Texto de lectura:
=-=-=-=-=
Un virus contra la utopía
El Estado en el que todos parecían confiar, aunque sólo fuera para quejarse, ha demostrado con la pandemia del coronavirus que no lo puede todo
22 marzo, 2020 00:10En 1967, Herbert Marcuse pronunció en Berlín una conferencia editada luego en un libro al que dio como título El final de la utopía. En aquel tiempo, derecha e izquierda coincidían en que el progreso era posible y estaba a la vuelta de la esquina. El propio Marcuse sostenía que la utopía se había convertido en una realidad perfectamente posible. Llegaría de la mano del desarrollo de la técnica y permitiría la revolución igualitaria, según unos, o la redistribución de la riqueza y la disminución de los sufrimientos asociados a la pobreza, en una interpretación socialdemócrata menos osada.
Pese a que las utopías han decaído en este siglo, hace poco un historiador israelí y optimista, Yuval Harari, volvía sobre el asunto en dos volúmenes: Homo sapiens y Homo Deus. Afirmaba que hoy el hombre había conseguido vencer a sus grandes enemigos: el hambre, la guerra y las epidemias. Si alguna de estas plagas se produce, escribía, los humanos actuales no lo atribuyen ya al destino o a una maldición divina sino que lo achacan a la acción o inacción de los propios hombres y, específicamente, de los gobiernos. Y de repente el coronavirus aboca a todos, incluidos los países que se consideran civilizados y que acumulan más recursos, a la evidencia de que no todo es posible. Aunque sí son posibles cosas que se había dicho que no lo eran: por ejemplo, la reducción del tráfico y de la contaminación en las grandes ciudades. No es posible, en cambio, frenar la epidemia. Por lo menos, no con la rapidez con la que se desearía y sin pagar un alto peaje de muertes.
Frenar al virus no sólo no resulta fácil sino que pone sobre el tapete algo muy serio: el Estado en el que todos parecían confiar, aunque sólo fuera para quejarse cuando la satisfacción no era completa, ha demostrado que no lo puede todo. Sin embargo, nadie, ni los ultraliberales, busca soluciones al margen de los poderes públicos. Y eso que en las dos últimas décadas han sido muchos los que han colaborado en adelgazar a esos Estados cuya debilidad ahora lamentan. A ello se añade que las soluciones parciales propuestas suponen, además, sacrificios materiales y políticos de toda la población, hasta llegar al aislamiento.
=-=-=-=-=
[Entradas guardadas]
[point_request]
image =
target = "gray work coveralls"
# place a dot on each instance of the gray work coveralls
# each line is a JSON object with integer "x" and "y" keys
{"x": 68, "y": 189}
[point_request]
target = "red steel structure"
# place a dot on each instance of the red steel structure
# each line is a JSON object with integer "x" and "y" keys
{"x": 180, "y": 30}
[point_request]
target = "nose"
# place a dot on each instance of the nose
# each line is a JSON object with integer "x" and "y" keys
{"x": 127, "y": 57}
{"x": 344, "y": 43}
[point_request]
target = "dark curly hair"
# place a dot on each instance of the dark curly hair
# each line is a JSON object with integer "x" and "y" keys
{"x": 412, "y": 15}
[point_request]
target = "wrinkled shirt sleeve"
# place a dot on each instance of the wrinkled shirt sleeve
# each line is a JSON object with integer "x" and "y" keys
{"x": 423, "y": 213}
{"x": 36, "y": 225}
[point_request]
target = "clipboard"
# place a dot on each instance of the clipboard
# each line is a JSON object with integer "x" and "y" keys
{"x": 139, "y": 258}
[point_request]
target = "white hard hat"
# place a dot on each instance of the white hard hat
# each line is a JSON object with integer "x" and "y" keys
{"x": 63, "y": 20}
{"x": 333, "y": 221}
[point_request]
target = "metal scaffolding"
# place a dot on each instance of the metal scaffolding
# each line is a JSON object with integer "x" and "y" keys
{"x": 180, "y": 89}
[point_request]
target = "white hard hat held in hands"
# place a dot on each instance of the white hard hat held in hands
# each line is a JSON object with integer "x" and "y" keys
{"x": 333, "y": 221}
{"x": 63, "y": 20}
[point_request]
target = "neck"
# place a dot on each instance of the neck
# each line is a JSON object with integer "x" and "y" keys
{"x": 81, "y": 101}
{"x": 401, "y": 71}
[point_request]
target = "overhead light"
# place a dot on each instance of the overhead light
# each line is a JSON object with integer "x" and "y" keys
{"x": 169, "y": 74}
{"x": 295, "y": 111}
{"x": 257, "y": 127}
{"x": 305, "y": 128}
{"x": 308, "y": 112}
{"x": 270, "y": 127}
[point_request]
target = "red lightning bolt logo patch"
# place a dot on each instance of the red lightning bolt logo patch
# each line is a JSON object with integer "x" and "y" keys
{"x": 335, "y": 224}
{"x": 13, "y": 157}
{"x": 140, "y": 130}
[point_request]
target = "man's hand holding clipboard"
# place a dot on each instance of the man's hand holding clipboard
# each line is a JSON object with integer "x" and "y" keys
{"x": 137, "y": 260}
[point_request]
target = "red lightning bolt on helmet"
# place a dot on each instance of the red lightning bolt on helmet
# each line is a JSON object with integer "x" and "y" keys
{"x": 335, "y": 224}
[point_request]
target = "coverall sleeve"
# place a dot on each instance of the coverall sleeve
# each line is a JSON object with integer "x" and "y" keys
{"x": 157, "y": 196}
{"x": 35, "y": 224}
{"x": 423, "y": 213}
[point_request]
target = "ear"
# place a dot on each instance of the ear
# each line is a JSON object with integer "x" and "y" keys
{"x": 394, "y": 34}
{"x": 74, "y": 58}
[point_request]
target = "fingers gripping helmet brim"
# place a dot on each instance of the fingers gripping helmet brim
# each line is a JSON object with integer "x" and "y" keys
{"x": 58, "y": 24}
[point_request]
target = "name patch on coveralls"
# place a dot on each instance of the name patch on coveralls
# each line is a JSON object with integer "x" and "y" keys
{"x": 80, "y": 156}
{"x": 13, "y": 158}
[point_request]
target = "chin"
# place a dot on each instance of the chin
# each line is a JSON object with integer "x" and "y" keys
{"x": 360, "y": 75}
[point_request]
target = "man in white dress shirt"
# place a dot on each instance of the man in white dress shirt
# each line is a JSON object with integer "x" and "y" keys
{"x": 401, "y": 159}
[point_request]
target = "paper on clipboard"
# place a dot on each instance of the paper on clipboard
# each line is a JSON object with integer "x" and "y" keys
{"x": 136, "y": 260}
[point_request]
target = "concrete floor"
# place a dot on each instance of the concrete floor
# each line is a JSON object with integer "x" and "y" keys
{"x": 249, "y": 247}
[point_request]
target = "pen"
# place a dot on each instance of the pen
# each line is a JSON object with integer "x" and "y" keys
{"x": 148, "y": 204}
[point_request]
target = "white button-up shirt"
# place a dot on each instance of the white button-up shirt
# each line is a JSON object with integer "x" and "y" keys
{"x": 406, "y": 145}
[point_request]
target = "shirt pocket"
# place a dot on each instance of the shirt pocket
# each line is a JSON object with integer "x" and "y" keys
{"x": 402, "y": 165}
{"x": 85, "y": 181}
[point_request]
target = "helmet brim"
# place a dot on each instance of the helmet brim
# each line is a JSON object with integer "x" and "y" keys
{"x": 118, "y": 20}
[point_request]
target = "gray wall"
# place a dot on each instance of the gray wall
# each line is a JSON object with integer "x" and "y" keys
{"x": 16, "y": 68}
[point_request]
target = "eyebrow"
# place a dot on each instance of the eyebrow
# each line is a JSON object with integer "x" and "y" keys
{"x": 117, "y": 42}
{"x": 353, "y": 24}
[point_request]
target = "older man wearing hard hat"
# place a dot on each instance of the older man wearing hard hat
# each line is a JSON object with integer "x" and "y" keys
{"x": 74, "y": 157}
=-=-=-=-=
Actividades:
(a) Traduce al inglés esta oración del texto sobre el coronavirus y la utopía: «No es posible, en cambio, frenar la epidemia.»
(b) Prosigue el texto sobre el coronavirus y la utopía a partir de su última oración.
Los registros proceden de una fuente distinta.

Respuestas escritas:
(a) It is not possible, on the other hand, to stop the epidemic.

(b)
Y es que hace ya tiempo que la utopía no es lo que era. Por qué tengo razón en todo, uno de los últimos títulos de Leszek Kolakowski (Polonia, 1927-Reino Unido, 2007), incluye un capítulo titulado “Reconsiderando la muerte de la utopía”. Allí se puede leer: “Las fantasías utópicas han perdido casi por completo el apoyo intelectual” y cuando aparecen en la historia “los intentos de llevarlas a la práctica originan una sociedad despótica”. Son las llamadas distopías. Casi todo el cine de catástrofes pertenece a esta categoría. Sólo que el coronavirus no es una película.
Las soluciones que adoptadas por diversos gobiernos para frenar la epidemia no son despóticas, en la medida en que no tienen como objetivo principal el sometimiento de la ciudadanía, pero incluyen evidentes restricciones a las libertades individuales, llegando, como Israel, a geocontrolar vía móvil los movimientos de los infectados. No deja de ser llamativo oír a algunos liberales elogiando el autoritarismo chino que ha sido, de momento, de los más eficaces en controlar la epidemia. Lo que no quita que se oigan también voces de quienes viven estas restricciones con reticencia. Voces que reclaman el derecho a vivir peligrosamente, pasando por alto que una cosa es arriesgarse uno y otra poner en peligro a los demás, sin su consentimiento.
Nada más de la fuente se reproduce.